Excerpt from a dataset
------------------------------------------------------------------------

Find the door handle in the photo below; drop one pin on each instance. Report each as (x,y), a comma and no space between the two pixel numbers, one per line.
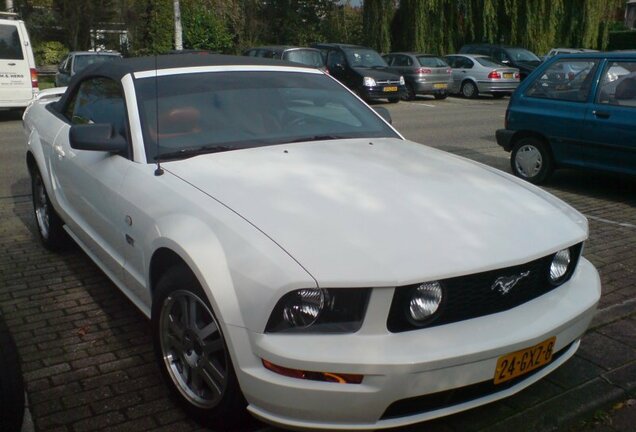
(601,114)
(59,152)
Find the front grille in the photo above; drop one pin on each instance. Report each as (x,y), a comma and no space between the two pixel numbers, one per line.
(448,398)
(472,296)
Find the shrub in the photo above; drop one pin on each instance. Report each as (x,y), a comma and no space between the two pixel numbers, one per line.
(50,52)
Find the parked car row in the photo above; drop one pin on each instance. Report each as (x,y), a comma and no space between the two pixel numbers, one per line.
(404,75)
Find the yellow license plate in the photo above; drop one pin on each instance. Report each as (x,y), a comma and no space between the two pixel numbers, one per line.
(521,362)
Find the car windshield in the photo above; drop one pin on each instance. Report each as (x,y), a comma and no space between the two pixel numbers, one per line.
(522,55)
(220,111)
(306,57)
(427,61)
(488,62)
(82,61)
(364,57)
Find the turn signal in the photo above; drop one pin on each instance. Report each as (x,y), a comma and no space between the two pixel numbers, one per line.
(313,376)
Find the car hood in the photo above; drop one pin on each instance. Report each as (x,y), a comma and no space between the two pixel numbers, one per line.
(378,73)
(384,212)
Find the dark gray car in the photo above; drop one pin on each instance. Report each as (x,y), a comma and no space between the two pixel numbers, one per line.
(303,55)
(475,74)
(423,73)
(77,60)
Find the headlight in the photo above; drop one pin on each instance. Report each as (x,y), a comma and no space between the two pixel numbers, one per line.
(560,265)
(425,301)
(320,311)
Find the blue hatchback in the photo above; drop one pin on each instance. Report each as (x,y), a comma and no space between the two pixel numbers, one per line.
(575,111)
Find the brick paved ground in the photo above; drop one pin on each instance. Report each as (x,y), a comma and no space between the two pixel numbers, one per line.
(87,356)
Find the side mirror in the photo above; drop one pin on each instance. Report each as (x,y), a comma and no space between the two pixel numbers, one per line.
(97,137)
(384,113)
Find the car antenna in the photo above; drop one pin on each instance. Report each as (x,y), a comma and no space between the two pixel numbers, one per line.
(159,171)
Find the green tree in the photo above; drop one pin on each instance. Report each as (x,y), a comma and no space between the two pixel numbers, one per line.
(376,21)
(202,28)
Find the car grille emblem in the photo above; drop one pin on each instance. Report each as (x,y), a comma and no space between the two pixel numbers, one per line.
(504,284)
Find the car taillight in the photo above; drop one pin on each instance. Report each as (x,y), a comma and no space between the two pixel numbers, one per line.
(34,78)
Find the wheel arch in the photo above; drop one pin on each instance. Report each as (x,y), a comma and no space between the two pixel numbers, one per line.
(518,136)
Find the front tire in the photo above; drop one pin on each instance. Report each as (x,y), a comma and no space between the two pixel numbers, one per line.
(410,93)
(49,224)
(531,160)
(190,349)
(469,90)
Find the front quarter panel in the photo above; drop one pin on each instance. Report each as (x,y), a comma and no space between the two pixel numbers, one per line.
(242,270)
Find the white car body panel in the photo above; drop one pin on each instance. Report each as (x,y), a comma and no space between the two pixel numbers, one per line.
(255,224)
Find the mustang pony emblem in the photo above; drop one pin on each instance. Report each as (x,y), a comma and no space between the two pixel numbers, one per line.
(504,284)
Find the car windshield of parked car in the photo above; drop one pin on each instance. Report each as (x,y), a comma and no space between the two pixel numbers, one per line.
(427,61)
(568,80)
(364,58)
(488,62)
(306,57)
(220,111)
(522,55)
(82,61)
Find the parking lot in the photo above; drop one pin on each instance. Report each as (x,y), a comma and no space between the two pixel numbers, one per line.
(86,350)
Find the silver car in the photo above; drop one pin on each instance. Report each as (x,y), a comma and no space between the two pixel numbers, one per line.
(423,73)
(475,74)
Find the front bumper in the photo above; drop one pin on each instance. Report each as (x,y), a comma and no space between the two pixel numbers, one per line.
(379,92)
(430,87)
(497,87)
(406,365)
(504,138)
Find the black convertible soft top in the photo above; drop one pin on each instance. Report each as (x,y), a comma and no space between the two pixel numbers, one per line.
(119,68)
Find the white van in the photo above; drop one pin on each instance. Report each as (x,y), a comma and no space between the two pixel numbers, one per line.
(18,76)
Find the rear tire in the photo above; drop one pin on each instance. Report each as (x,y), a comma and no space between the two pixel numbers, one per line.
(11,383)
(410,93)
(469,90)
(531,160)
(49,224)
(192,353)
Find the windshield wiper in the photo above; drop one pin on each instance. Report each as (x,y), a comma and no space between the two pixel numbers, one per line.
(314,138)
(191,152)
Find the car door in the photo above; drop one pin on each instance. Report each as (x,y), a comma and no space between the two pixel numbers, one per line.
(15,74)
(90,182)
(610,120)
(555,105)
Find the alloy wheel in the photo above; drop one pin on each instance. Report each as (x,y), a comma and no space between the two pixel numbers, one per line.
(528,160)
(193,349)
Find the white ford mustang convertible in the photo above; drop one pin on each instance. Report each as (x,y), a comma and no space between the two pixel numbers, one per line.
(298,258)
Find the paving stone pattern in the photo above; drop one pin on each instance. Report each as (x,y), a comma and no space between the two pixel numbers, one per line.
(87,353)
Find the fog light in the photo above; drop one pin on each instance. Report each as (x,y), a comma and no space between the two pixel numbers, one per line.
(425,301)
(560,265)
(304,308)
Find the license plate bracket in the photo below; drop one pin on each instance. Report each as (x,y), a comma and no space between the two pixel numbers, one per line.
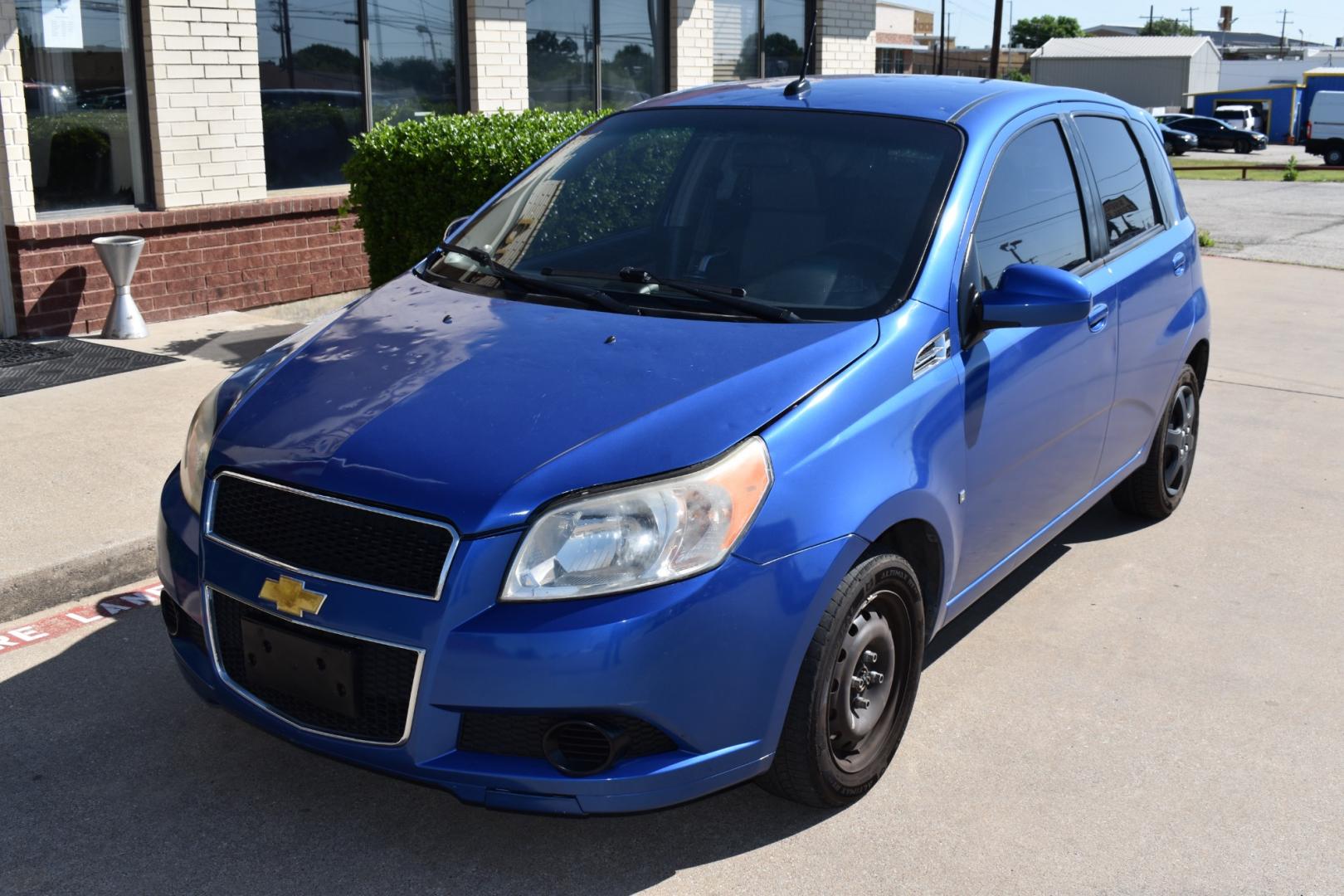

------------------------------------------------------------------------

■ Stated problem
Pull out each line in the entries that has the string "windshield" in it.

■ Response to the task
Find the car windshield in the photo above; drop one pin on each instance. Report each as (x,y), a comma and no space between the two pixel numbers, one per line.
Find the car windshield of parked car in the photo above; drop one pin on each instance. Report each as (x,y), a comma and no space between the two pixel numbers, one per line.
Find the windshield wiper in the photo above; drop one pin on each instance. Report each as (x,y), a comma and no space between the two pixel numbers, one per line.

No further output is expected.